*Aim of the task*:
List the usernames of everyone who posted in the glass wobbler thread below.

*Document*:
--- START ---

# Glass Wobbler



## Penguingeoff (Jan 20, 2011)

Finally posted finished pictures of the glass engine. It has bee run on Air, not going to run it on steam for obvious reasons. I have been taking it , along with more of our glass art to quite a few exhibitions down here. Hope you like





















There is another thread on the progress of this in -works in progress - glass wobbler. Geoff


----------



## steamer (Jan 20, 2011)

Cool! I really like it!

I would love some build photo's ...got any?

 th_wwp th_wwp ;D

Dave


----------



## shred (Jan 20, 2011)

Way Cool! I was wondering what had happened to that build the other day.
 th_wav

But.... we need video!


----------



## Shopguy (Jan 20, 2011)

That's not just a glass engine that's an ART Glass engine. Very nice, :bow:

Ernie J


----------



## Kaleb (Jan 26, 2011)

What would be the problem with running this engine on steam. I think glass will take heat and pressure quite well unless it's really thin.


----------



## GailInNM (Jan 26, 2011)

Great work Geoff. Really nice. Thanks for the inspiration to do something different.

For those looking for build photos:
http://www.homemodelenginemachinist.com/index.php?topic=7976.msg84139#msg84139
http://www.homemodelenginemachinist.com/index.php?topic=8069.msg85202#msg85202
Gail in NM


----------



## SignalFailure (Feb 4, 2011)

Insane! I like it!


----------

--- END ---

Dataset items
--- START ---

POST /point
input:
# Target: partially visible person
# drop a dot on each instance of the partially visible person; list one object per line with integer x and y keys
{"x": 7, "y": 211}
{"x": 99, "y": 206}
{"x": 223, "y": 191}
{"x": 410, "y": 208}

--- END ---

*Solution to the problem*:
Penguingeoff, steamer, shred, Shopguy, Kaleb, GailInNM, SignalFailure